▶ **Problem details**: Swap each "single dot" in the items below for "single point" and keep every other word unchanged.

▶ **Data taken from a collection**:
○ ○ ○
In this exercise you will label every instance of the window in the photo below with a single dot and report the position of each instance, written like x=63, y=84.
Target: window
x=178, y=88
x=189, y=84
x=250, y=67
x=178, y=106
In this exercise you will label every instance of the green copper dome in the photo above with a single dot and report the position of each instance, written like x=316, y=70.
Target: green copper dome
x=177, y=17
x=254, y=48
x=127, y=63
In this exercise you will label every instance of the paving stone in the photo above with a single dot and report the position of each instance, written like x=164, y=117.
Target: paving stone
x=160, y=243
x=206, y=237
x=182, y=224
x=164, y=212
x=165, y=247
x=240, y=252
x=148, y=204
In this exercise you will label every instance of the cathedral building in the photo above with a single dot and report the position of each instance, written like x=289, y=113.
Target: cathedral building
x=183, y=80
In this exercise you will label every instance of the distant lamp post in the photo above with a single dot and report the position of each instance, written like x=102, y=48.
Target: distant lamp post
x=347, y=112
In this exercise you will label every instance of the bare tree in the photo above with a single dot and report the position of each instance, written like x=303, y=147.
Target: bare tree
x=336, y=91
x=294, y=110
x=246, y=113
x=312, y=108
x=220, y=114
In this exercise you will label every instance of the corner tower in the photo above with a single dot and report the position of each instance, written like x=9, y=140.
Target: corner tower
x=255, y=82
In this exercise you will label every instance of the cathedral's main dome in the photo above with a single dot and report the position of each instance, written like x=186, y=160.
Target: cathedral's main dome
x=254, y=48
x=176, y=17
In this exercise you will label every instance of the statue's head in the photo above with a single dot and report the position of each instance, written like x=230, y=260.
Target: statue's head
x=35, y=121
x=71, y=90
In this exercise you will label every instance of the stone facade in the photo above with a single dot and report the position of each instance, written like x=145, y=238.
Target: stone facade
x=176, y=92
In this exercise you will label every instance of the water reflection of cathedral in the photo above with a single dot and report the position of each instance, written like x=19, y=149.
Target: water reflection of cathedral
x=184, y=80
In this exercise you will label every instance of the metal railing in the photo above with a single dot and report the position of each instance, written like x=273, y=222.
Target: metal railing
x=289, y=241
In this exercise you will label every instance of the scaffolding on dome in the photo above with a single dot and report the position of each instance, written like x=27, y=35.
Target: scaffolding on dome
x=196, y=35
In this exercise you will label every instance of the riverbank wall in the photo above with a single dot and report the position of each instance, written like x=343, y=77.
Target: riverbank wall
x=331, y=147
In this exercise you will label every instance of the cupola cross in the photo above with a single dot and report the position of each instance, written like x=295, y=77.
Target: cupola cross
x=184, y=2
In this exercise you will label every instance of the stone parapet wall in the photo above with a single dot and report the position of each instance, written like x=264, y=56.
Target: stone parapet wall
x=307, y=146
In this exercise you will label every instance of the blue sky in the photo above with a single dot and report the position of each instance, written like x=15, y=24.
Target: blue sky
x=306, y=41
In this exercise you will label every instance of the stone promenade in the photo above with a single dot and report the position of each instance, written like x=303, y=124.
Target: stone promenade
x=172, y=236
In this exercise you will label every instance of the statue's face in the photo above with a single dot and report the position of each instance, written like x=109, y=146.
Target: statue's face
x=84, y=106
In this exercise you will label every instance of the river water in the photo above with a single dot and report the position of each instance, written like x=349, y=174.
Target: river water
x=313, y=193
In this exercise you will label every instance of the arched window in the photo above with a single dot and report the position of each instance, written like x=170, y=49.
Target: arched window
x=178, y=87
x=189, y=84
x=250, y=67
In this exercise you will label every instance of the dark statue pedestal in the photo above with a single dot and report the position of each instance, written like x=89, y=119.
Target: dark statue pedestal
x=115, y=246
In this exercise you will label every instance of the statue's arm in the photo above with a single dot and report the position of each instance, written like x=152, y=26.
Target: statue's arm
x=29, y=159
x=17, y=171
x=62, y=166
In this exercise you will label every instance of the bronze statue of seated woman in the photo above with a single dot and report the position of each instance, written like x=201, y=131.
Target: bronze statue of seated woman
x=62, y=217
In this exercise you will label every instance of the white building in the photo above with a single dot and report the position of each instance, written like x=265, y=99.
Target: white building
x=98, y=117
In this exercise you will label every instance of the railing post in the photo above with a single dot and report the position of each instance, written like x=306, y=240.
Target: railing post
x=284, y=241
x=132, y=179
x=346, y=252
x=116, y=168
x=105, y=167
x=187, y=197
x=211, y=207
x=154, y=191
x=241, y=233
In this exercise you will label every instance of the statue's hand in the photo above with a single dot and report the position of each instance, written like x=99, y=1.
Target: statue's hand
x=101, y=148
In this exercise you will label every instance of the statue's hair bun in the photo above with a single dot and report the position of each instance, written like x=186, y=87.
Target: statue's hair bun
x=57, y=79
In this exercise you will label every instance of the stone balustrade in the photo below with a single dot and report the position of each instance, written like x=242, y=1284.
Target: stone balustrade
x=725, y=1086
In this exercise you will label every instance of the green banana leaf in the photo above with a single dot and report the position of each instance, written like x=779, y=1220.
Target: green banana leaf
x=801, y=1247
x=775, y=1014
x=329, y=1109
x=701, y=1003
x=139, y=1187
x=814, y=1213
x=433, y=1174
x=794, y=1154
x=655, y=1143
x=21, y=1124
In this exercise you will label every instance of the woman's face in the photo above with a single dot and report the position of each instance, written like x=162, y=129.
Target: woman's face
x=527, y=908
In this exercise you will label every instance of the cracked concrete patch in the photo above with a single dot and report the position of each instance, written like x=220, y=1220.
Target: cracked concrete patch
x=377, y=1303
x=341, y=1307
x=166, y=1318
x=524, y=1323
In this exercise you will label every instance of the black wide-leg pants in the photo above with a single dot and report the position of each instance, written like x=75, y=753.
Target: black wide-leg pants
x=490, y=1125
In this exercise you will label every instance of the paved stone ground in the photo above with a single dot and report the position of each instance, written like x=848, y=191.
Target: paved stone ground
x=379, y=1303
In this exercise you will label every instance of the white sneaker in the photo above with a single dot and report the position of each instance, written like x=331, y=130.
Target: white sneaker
○ ○ ○
▶ **Full answer**:
In this exercise you will label every instance of the window in the photo below with a single point and report the position of each instance, written like x=63, y=84.
Target: window
x=178, y=88
x=189, y=84
x=250, y=67
x=178, y=106
In this exercise you will label every instance of the green copper dome in the photo above with a single point and report the position of each instance, written like x=316, y=70.
Target: green copper dome
x=177, y=17
x=254, y=48
x=127, y=63
In this exercise you will label every instance of the paving stone in the photo above with a single point and report the position of each instance, written like x=164, y=117.
Target: paving stone
x=160, y=243
x=206, y=237
x=182, y=224
x=164, y=212
x=165, y=247
x=240, y=252
x=148, y=204
In this exercise you will label every instance of the cathedral building in the photo above with a single point and report the position of each instance, written like x=289, y=113.
Target: cathedral building
x=183, y=80
In this exercise you will label every instance of the distant lamp post in the photo above with a single point and report the position of each instance, written like x=102, y=48.
Target: distant lamp post
x=347, y=112
In this exercise you will label every instance of the bare tree in the photo above with a single point and report the position of each instance, written like x=303, y=147.
Target: bare tree
x=336, y=91
x=294, y=110
x=246, y=113
x=312, y=108
x=220, y=114
In this exercise you will label every instance of the corner tower in the photo above with a single point and report the position of each instance, written like x=9, y=140.
Target: corner tower
x=255, y=82
In this exercise you will label every instance of the cathedral's main dome in the photo above with a single point and report the position of each instance, written like x=186, y=160.
Target: cathedral's main dome
x=254, y=48
x=176, y=17
In this exercise you will label every instance of the statue's head in the photo above with a single point and report the position of each instance, written like x=230, y=260.
Target: statue's head
x=35, y=121
x=71, y=90
In this exercise you will label every instance of the stone facade in the photo above with a single point and report the position of each instance, written like x=145, y=238.
Target: stone facade
x=176, y=92
In this exercise you will label every instance of the water reflection of cathedral in the photo above with a single point and report the position of each instance, written like x=19, y=149.
Target: water reflection of cathedral
x=184, y=80
In this exercise you will label every instance of the metal railing in the photo above with a single point and report the position of each instance, written like x=273, y=222.
Target: metal railing
x=289, y=241
In this exercise you will label every instance of the scaffolding on dome in the photo above with a single point and report the position of each instance, written like x=27, y=35.
Target: scaffolding on dome
x=196, y=35
In this exercise you will label every instance of the riverbank wall in the photo above with a single point and report the position of each instance, written like x=343, y=77.
Target: riverbank wall
x=331, y=147
In this exercise you will label every instance of the cupola cross in the photo above with a single point and report the position of each instance, written like x=295, y=77.
Target: cupola cross
x=184, y=2
In this exercise you will label every instance of the stone parapet wall in the photo above with a single point and report the position of each instance, written like x=264, y=56.
Target: stone parapet wall
x=307, y=146
In this exercise you will label every instance of the blue sky in the photo above with a single point and report the position of each instance, written like x=15, y=24.
Target: blue sky
x=306, y=41
In this exercise you will label every instance of the stone promenade in the photo above with a single point and report the position of each instance, written like x=303, y=124.
Target: stone promenade
x=172, y=236
In this exercise you will label every instance of the statue's face in the photo above with a single point and report the position of each instance, written like x=109, y=146.
Target: statue's face
x=84, y=106
In this exercise you will label every instance of the river water in the photo above with a single point and report the position of each instance, written like x=349, y=174.
Target: river water
x=313, y=193
In this exercise you will label every instance of the arched window in the photo above with a single point and report the position of each instance, written like x=170, y=49.
Target: arched window
x=178, y=87
x=189, y=84
x=250, y=67
In this exercise you will label every instance of the dark statue pedestal in the photo above with a single point and report the position of each instance, written like x=89, y=119.
Target: dark statue pedestal
x=115, y=246
In this exercise you will label every instance of the statue's arm in the photo above with a single point and report the position of each instance, written like x=152, y=26.
Target: statue's arm
x=29, y=159
x=17, y=171
x=62, y=166
In this exercise you will label every instance of the bronze statue of seated woman in the photo above with a single point and report the position of each instance, written like x=201, y=131.
Target: bronze statue of seated woman
x=62, y=217
In this exercise you will label every instance of the white building in the photo above with a single point and report the position of each instance, written like x=265, y=99.
Target: white building
x=98, y=117
In this exercise you will label every instance of the railing post in the photo above with a single point and report the position of each instance, written like x=306, y=240.
Target: railing post
x=284, y=241
x=132, y=179
x=346, y=252
x=116, y=168
x=105, y=167
x=187, y=197
x=211, y=207
x=154, y=191
x=241, y=233
In this exercise you will label every instance of the statue's hand in the photo above with a single point and report the position of each instance, written like x=99, y=1.
Target: statue's hand
x=101, y=148
In this exercise you will label every instance of the statue's hair bun in the photo above with a single point and report the position of each instance, written like x=186, y=87.
Target: statue's hair bun
x=57, y=79
In this exercise you will label every instance of the stone balustrade in the photo below with a single point and report the position of each instance, written like x=242, y=1284.
Target: stone balustrade
x=725, y=1086
In this exercise you will label every instance of the green banana leaf in the photo above with a single point and report the position of each instance, written like x=779, y=1220.
Target: green banana leaf
x=801, y=1247
x=775, y=1014
x=329, y=1109
x=701, y=1003
x=139, y=1187
x=814, y=1213
x=433, y=1174
x=794, y=1154
x=655, y=1143
x=21, y=1124
In this exercise you will label every instance of the woman's face in the photo above with a single point and report the position of each instance, written like x=162, y=129.
Target: woman's face
x=527, y=908
In this exercise you will label every instance of the cracked concrete patch in the photo above with a single point and report the position of each instance, written like x=220, y=1220.
Target: cracked concrete patch
x=377, y=1303
x=341, y=1307
x=166, y=1318
x=524, y=1323
In this exercise you will label every instance of the black wide-leg pants in the photo above with a single point and report the position of each instance, written like x=75, y=753.
Target: black wide-leg pants
x=490, y=1125
In this exercise you will label every instance of the paved stone ground in the photo above with a single point and report the position of each instance, written like x=848, y=191.
Target: paved stone ground
x=379, y=1303
In this exercise you will label every instance of the white sneaker in the photo above with a single point and report the position of each instance, written like x=331, y=130.
Target: white sneaker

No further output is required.